STORED DATA: Begin

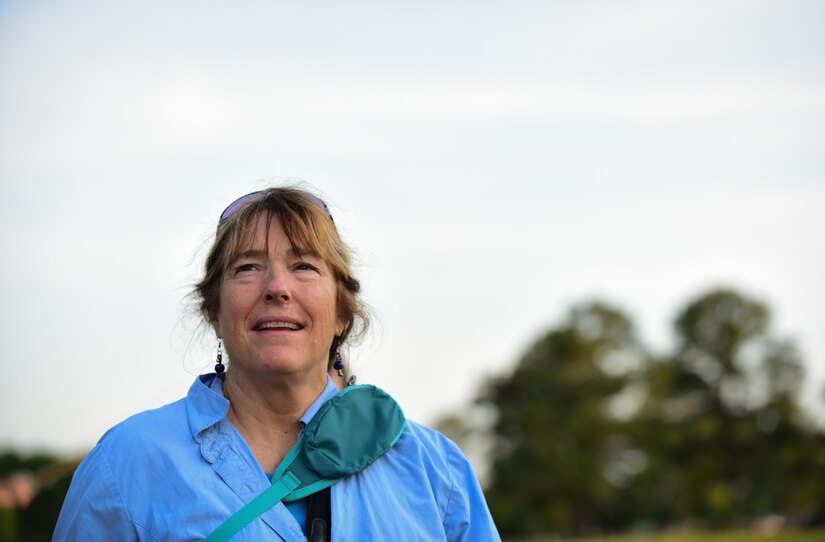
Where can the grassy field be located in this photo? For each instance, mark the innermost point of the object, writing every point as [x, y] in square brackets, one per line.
[814, 535]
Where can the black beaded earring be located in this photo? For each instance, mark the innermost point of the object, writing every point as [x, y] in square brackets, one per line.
[338, 364]
[219, 368]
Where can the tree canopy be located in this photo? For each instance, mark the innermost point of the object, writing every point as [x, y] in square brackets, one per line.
[593, 432]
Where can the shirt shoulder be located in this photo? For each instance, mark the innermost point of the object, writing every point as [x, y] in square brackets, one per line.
[146, 430]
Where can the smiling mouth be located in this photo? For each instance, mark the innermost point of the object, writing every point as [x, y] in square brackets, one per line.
[278, 325]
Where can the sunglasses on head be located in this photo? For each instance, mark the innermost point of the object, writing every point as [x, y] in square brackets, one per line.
[255, 196]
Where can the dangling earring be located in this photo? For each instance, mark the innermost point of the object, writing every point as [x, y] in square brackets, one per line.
[219, 368]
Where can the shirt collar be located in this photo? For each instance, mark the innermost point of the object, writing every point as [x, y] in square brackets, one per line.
[208, 406]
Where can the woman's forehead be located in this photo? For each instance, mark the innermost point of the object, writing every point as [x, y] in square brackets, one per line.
[267, 229]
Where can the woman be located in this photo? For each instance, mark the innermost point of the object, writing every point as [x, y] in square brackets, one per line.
[279, 292]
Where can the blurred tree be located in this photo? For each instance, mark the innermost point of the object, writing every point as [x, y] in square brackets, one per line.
[37, 485]
[591, 433]
[558, 450]
[721, 424]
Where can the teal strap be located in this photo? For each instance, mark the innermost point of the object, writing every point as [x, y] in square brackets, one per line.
[255, 508]
[346, 435]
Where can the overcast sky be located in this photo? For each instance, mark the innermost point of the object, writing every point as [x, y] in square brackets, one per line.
[490, 162]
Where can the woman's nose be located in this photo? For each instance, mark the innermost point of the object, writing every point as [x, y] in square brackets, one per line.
[277, 287]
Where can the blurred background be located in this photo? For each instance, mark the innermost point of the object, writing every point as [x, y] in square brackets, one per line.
[592, 233]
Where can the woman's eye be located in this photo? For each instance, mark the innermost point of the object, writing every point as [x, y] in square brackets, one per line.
[244, 267]
[304, 266]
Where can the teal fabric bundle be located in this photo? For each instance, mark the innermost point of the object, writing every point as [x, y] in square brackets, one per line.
[348, 433]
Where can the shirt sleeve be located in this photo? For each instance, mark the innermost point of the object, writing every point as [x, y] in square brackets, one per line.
[94, 507]
[467, 517]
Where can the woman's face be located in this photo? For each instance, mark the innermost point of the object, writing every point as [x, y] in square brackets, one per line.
[277, 311]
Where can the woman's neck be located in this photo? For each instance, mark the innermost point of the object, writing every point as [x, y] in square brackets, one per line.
[266, 412]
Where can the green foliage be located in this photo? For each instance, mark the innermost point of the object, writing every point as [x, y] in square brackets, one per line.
[594, 434]
[36, 521]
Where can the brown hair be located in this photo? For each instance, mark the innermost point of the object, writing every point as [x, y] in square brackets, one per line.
[308, 227]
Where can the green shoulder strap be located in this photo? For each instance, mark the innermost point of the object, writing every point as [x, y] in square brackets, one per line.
[348, 433]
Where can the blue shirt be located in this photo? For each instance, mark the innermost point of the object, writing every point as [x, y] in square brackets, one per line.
[178, 472]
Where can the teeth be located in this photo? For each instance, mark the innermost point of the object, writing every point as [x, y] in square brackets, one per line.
[273, 325]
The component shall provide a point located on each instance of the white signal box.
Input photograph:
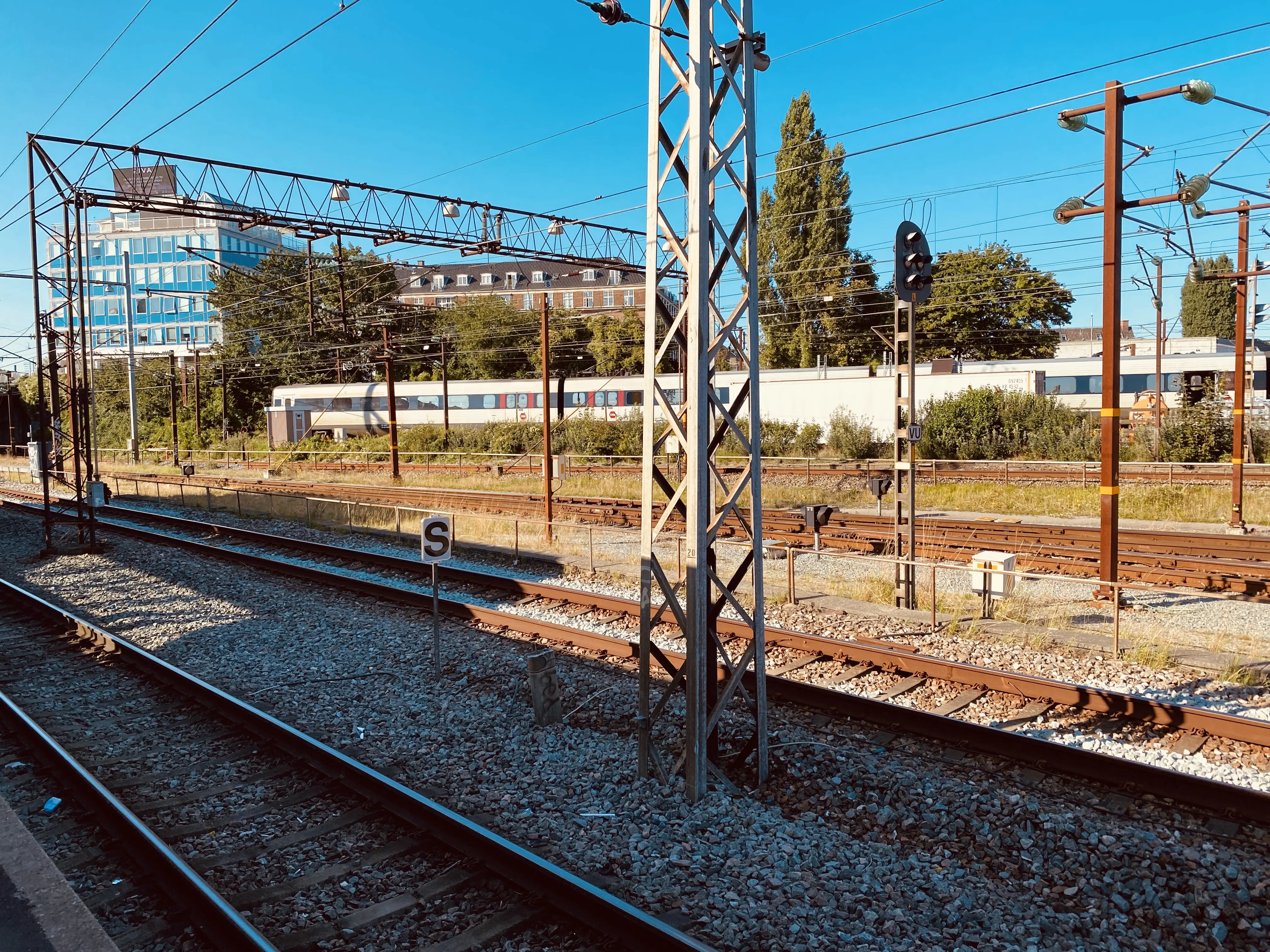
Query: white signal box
(988, 574)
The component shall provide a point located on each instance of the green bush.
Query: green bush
(991, 424)
(850, 437)
(808, 441)
(1199, 433)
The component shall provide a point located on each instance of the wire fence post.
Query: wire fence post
(1116, 621)
(789, 574)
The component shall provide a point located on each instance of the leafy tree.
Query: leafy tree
(990, 304)
(618, 343)
(815, 294)
(1208, 306)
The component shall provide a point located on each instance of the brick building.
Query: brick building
(523, 284)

STORED DATA: End

AIM OF THE EXERCISE: In the data above, find the line containing "the leafy tree.", then copy it and every later line exactly.

ANSWER SECTION:
The component shall provide a point located on each instance of the leafy tree.
Query: leafy tree
(990, 304)
(618, 343)
(815, 294)
(1208, 306)
The component shall provide a point located on each instance of the brick building.
Query: brick building
(523, 284)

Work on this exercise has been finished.